• **Problem statement**: Reproduce the passage of the homepage overview on science between "Apparently Lord Kelvin" and "are the facts.", inclusive, swapping "laboratory" for "controlled".

• **Text provided**:
★ ★ ★ ★

Science, Physics, Relativity, Faq's and Feedback
This homepage is now roughly 13 years old and again it is time to give an overview of what I have done.
This is not my first Historical Overview. 7 Years ago I wrote my first. To read it go to: Historical Overview #1
What is Science ?
Science is the art to study all what is and all what is happening in the Universe specific close to us on Earth, implying human behaviour.
Studying meaning, finding the most accurate description of the physical reality.
Starting point IMO should be the famous sentence by Heike Kamerlingh Onnes (1853-1926) "Meten is Weten". Translated as: "To measure is to know".
Apparently Lord Kelvin had the same thoughts: Lord Kelvin (William Thomson)
In laymans words these means: We only know what we can measure. Specific in laboratory experiments. To say it in more general terms: Starting point of any discussion are the facts.
However the task of a scientist is not only to search for the truth but also to identify what we do not know. That is why it is so important to emphasize the concept of accuracy.
If you want to study the Universe one of the best ways to start is have a look at
The Extended Local Group of Galaxies part of Enceclopaedia Galactica
What this picture IMO should represent is a 3D sketch showing the position of all the Galaxies (Including all the stars and planets) of a
certain area of the Universe at a certain moment. For Example 1 Jan 2000 at 12.00 hours.
What this picture does not represents is what We See from a certain point in space. For Example 1 Jan 2000 at 12.00 hours from Earth. If you want to see what you see at that particular moment from any particular point you have to take the speed of light into consideration.
The same reasoning applies if you want to make this sketch based on observations; you have to take the speed of light into consideration.
Because what you See is the position in the past.
To do this even more accurate one more concept has to be included: The bending of Light.
Why is this picture so important ?
- IMO the most important reason is that this picture is the staring point to perform simulations i.e. to calculate the same sketch ( the position of the galaxies) in the future.
- IMO a second reason is that if you study the Micro Wave Background radiation from a fixed point in this sketch you will not observe
Velocity relative to CMB anisotropy
- The third reason is as a base point to study Special Relativity.
One of my main interests in Astronomy are the movements of planets in our Solar System around the Sun. Specific the movement of the Planet Mercury and what is involved if you want to simulate this.
In order to simulate two things of almost equal importance are:
One of the easiest algorithms to be used is Newton's Law.

★ ★ ★ ★

• **Collected material**:
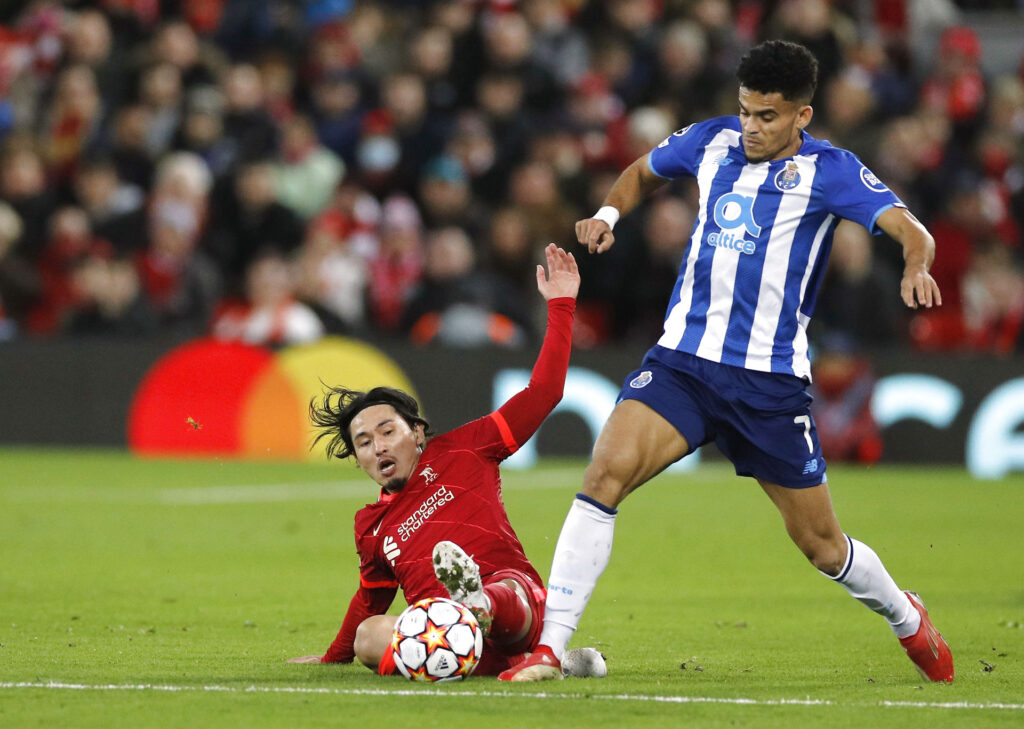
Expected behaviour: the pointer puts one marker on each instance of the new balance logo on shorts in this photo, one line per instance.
(641, 380)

★ ★ ★ ★

• **Answer for this exercise**:
Apparently Lord Kelvin had the same thoughts: Lord Kelvin (William Thomson)
In laymans words these means: We only know what we can measure. Specific in controlled experiments. To say it in more general terms: Starting point of any discussion are the facts.